= Dataset entries =
************
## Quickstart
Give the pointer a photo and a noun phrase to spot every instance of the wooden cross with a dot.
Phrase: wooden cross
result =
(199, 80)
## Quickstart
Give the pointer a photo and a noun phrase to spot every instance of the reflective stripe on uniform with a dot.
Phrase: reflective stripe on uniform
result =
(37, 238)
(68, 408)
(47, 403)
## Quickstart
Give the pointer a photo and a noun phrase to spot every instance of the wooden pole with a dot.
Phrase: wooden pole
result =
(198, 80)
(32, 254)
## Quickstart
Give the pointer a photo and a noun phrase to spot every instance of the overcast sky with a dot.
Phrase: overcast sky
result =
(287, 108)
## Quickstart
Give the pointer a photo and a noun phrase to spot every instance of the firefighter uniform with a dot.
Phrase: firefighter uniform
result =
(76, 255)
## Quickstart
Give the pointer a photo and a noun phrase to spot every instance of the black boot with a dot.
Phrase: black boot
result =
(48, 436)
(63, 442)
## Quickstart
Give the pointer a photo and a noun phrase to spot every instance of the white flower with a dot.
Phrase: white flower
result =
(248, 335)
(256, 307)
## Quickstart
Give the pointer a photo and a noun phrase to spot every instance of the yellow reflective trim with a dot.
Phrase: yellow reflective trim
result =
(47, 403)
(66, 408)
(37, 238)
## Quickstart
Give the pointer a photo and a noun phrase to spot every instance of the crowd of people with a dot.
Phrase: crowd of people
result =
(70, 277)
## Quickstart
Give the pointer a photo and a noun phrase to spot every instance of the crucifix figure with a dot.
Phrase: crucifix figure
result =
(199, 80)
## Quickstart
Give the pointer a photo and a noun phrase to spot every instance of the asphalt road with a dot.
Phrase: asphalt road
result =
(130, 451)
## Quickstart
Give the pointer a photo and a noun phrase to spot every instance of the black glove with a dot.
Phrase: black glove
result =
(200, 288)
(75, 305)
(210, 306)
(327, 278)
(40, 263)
************
= Directions for this task =
Retype the entries precisely as they stand.

= Exercise output =
## Quickstart
Give the pointer a photo and a noun phrase to spot every instance of the wooden cross with a dot.
Phrase: wooden cross
result =
(199, 80)
## Quickstart
Give the pointer a photo and a noun phrase to spot every instance of the reflective stripe on uniform with a dot.
Phrase: reflective stripe on uniform
result =
(37, 238)
(68, 408)
(47, 403)
## Quickstart
Give the pointer a photo and a noun phrase to spot every instance of the wooden pole with a dot.
Phrase: wooden pole
result =
(198, 80)
(32, 254)
## Quickstart
Give the pointer a photo and a noun phrase to spot every instance of the overcast sky with a dot.
Phrase: overcast sky
result =
(287, 108)
## Quickstart
Give the pointer a photo and a noun phrase to spot every instance of the firefighter uniform with a dot.
Phrase: firefighter uniform
result =
(76, 255)
## Quickstart
Give the pointer a photo and a noun phrase to spot every instance of the black boot with a dot.
Phrase: black boot
result =
(48, 436)
(63, 442)
## Quickstart
Give the pointer a photo and a noun phrase to spot every instance of the white flower with a dot.
Phrase: white flower
result =
(248, 335)
(256, 307)
## Quickstart
Give the pointer a photo and a noun phrase to spot every instance of the yellow reflective trim with a dot.
Phrase: yellow reflective trim
result =
(47, 403)
(66, 408)
(37, 238)
## Quickstart
Give the pointer a photo and a noun phrase to spot every instance of the crowd of people with a dot.
Phrase: crowd of people
result =
(70, 277)
## Quickstart
Give the pointer a photo and a noun phrase to spot every instance of the crucifix figure with a dot.
Phrase: crucifix figure
result =
(199, 80)
## Quickstart
Give the pointer a photo and a noun phrase to spot every instance of the asphalt road with a dot.
Phrase: asphalt road
result =
(130, 451)
## Quickstart
Give the pointer a photo and a noun phrase to spot every instance of the black glove with a dot.
Phrase: black glove
result =
(200, 288)
(75, 305)
(210, 306)
(327, 278)
(40, 263)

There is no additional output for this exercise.